(Collected data)
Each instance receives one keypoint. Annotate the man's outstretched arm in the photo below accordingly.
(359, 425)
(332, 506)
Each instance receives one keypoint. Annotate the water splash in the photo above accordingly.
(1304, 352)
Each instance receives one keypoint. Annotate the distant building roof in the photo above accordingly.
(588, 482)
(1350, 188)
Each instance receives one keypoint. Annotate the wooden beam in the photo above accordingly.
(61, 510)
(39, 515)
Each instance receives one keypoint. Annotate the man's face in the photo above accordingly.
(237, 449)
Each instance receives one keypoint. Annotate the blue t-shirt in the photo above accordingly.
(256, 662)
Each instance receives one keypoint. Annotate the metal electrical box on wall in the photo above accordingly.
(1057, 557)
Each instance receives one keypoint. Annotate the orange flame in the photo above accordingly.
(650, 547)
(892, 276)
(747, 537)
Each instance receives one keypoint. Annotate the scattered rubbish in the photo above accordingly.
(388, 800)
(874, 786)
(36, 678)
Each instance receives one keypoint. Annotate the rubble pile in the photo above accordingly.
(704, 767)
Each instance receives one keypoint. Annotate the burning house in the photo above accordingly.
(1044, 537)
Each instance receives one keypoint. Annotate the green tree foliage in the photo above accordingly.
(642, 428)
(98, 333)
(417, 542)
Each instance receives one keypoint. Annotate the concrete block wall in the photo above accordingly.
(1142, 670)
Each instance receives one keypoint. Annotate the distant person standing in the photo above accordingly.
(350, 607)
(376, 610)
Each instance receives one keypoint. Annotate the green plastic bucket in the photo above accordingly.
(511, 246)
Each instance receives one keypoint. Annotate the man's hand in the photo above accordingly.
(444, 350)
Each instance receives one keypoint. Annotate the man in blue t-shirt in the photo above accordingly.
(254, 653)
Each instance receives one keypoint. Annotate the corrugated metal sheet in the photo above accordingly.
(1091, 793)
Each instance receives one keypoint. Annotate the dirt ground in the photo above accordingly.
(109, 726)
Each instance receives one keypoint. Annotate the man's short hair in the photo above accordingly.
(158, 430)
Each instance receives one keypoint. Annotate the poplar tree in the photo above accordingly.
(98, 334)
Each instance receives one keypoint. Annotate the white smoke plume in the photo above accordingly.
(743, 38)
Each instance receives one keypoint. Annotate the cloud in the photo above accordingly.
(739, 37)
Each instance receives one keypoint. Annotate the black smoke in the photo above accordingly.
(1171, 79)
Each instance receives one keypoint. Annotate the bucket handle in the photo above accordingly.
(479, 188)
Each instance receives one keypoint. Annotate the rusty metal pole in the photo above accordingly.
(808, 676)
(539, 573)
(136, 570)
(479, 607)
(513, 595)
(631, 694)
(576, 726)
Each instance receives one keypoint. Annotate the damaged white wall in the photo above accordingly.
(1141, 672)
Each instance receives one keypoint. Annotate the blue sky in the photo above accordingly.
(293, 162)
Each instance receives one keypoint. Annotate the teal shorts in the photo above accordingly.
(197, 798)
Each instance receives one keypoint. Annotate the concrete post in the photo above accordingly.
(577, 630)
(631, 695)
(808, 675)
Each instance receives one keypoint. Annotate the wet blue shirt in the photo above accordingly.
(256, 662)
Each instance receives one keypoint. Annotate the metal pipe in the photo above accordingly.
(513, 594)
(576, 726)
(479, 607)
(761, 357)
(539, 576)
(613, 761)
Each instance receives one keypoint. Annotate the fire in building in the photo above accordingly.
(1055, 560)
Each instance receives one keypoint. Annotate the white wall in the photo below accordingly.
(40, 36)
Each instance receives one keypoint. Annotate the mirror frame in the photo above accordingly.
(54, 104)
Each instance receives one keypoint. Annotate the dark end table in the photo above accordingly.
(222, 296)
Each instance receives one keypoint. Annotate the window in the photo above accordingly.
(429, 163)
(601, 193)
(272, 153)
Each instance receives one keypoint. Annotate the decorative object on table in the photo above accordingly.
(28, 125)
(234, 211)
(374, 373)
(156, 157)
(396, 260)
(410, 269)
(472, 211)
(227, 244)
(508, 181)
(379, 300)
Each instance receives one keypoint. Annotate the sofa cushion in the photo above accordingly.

Task requirements –
Return all of the records above word for word, with nothing changed.

Reply –
Each instance receives one keypoint. Annotate the man's outstretched arm in the photo below accordingly.
(359, 425)
(332, 506)
Each instance receives one keypoint. Annotate the water splash in the photo above accordingly.
(1304, 352)
Each instance receives one keypoint. Annotate the distant building roof in the photo above accordingly.
(588, 482)
(1350, 188)
Each instance receives one keypoint. Annotate the wooden beam in the photo above accordingly.
(61, 510)
(39, 515)
Each instance receives one keypoint. Annotate the man's face in the photo above accordingly.
(237, 449)
Each instance receives one keypoint. Annotate the blue t-shirt in the photo above accordingly.
(256, 662)
Each instance receives one keypoint. Annotate the metal electrical box on wall in the photo above accordingly.
(1057, 557)
Each instance receives one keypoint. Annotate the orange flame in the photo above accordingly.
(650, 547)
(892, 276)
(747, 537)
Each instance receives one keypoint. Annotate the scattered rubbish in the photo above accordingly.
(388, 800)
(874, 786)
(36, 678)
Each instance receives one keypoint. Annotate the rubble pile in the photo above accordingly.
(704, 767)
Each instance receives one keypoint. Annotate the burning house in the photo above accordingly.
(1044, 537)
Each instance receives one keypoint. Annotate the green tree foliage in the photo above accordingly.
(642, 428)
(98, 333)
(417, 542)
Each instance receives one keypoint. Annotate the concrete block wall in the photo above accordingly.
(1142, 670)
Each instance receives one keypoint. Annotate the distant person standing in the photo above accordingly.
(350, 607)
(376, 610)
Each instance receives one keypoint. Annotate the green plastic bucket in the photo above accordingly.
(511, 246)
Each instance receives one keypoint. Annotate the man's hand in the photo above accordingly.
(444, 350)
Each instance receives one keypoint. Annotate the man in blue t-shirt in the photo above accordingly.
(254, 653)
Each instance receives one keypoint. Annotate the corrugated metal sheet in the photo above accordingly.
(1091, 793)
Each instance receives one keypoint. Annotate the dirt ground in the photo above accordingly.
(109, 726)
Each instance receives one keypoint. Annotate the man's short hair in the photo above accordingly.
(158, 430)
Each instance receives one keypoint. Annotate the poplar tree in the photo above accordingly.
(98, 334)
Each instance receives one keypoint. Annotate the white smoke plume in the photo above accordingly.
(743, 38)
Each instance receives one keypoint. Annotate the cloud in the photo above accordingly.
(739, 37)
Each instance receives one keypoint. Annotate the black smoke in the photo above accordingly.
(1171, 79)
Each instance receives one keypoint. Annotate the bucket handle in the photo above accordingly.
(479, 188)
Each instance receives one keypoint. Annotate the rusty metal pole in the photo above accordingly.
(808, 676)
(539, 573)
(136, 570)
(479, 607)
(513, 595)
(631, 694)
(576, 726)
Each instance receives one keypoint. Annotate the damaged white wall in the photo above accordingly.
(1141, 672)
Each instance receives one keypoint. Annotate the blue sky in the photo above accordingly.
(293, 162)
Each instance receives one keypoint. Annotate the teal shorts in the photo above accordingly.
(197, 798)
Each instance receives one keypoint. Annotate the concrete post in the photo above accordingly.
(577, 630)
(631, 695)
(808, 675)
Each instance receives one keypoint. Annotate the wet blue shirt in the photo above accordingly.
(256, 662)
Each instance receives one keypoint. Annotate the metal pipe in the photo above accordingly.
(513, 594)
(576, 726)
(479, 607)
(761, 357)
(539, 576)
(613, 761)
Each instance receives one keypoint. Annotate the fire in building in the photo above accordingly.
(1055, 560)
Each instance receives one keypoint. Annotate the white wall in the photo below accordingly.
(40, 36)
Each instance receives one keypoint. Annotate the mirror frame in the photo above accordingly.
(54, 104)
Each instance receives one keypoint. Annotate the dark end table in the photo above accordingly.
(222, 296)
Each instance receives one keypoint. Annotate the window in the photo above accordingly.
(429, 163)
(601, 193)
(272, 153)
Each instance receives one keypoint. Annotate the decorative object on table in the photo above accordingly.
(28, 125)
(234, 211)
(374, 373)
(156, 157)
(396, 260)
(410, 269)
(472, 211)
(227, 244)
(508, 181)
(379, 300)
Each instance receives one keypoint. Annotate the sofa cushion in the photo above accordingly.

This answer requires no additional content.